● **Exercise text**:

--- START ---

“It doesn’t take a lot of good news for stocks to outperform,” Mahaney said.
But shares of several of those companies fell in after-hours trading on Thursday night after reporting disappointing results for the most recent quarter, making it clear that business challenges for the technology remain.
On Thursday, Google reported its second drop in advertising in its history. Amazon said its lucrative cloud computing business had slowed and sales at its core e-commerce business had fallen.. And Apple posted its biggest decline in iPhone sales for the holiday season since 2018.
Earlier in the day, Meta reported that its sales in the final three months of last year had fallen 4 percent. Last week, Microsoft said spending on cloud computing was weakening.
Market reaction to lackluster tech gains could be an indication of what’s to come for the broader economy. Economists are trying to gauge whether the economy can avoid a deep recession and achieve what some call a soft landing. If technology, like the most prominent industry that weakened last year, bottoms out and starts to recover, it would be an illustration of the relative strength of the broader economy, said Jason Furman, an economist at Harvard.
“Six months ago, the economy was contracting and interest rates were going up, and there was a rebalancing away from the pandemic,” Furman said. “That perfect storm,” he added, “is no longer true.”
Alphabet, Amazon and Apple on Thursday reported quarterly results that largely missed Wall Street expectations. Alphabet posted its fourth straight drop in profit as it grappled with a slowdown in digital advertising. Ad sales on YouTube, Google’s video platform, fell nearly 8 percent to $7.96 billion, below the $8.2 billion expected by analysts.
As Google’s sales decline, Pichai said, the company is making various efforts to rein in spending. They include improving the financial performance of its phones and other devices, trying to make its cloud division profitable, and strengthening YouTube’s business.

--- END ---

● **Exercise description**: Please list every person the passage on tech earnings names, giving each as the passage names them.

● **Data section**:
--- START ---

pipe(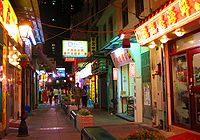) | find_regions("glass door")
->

--- END ---

● **Answer for the task**:
Mahaney
Jason Furman
Pichai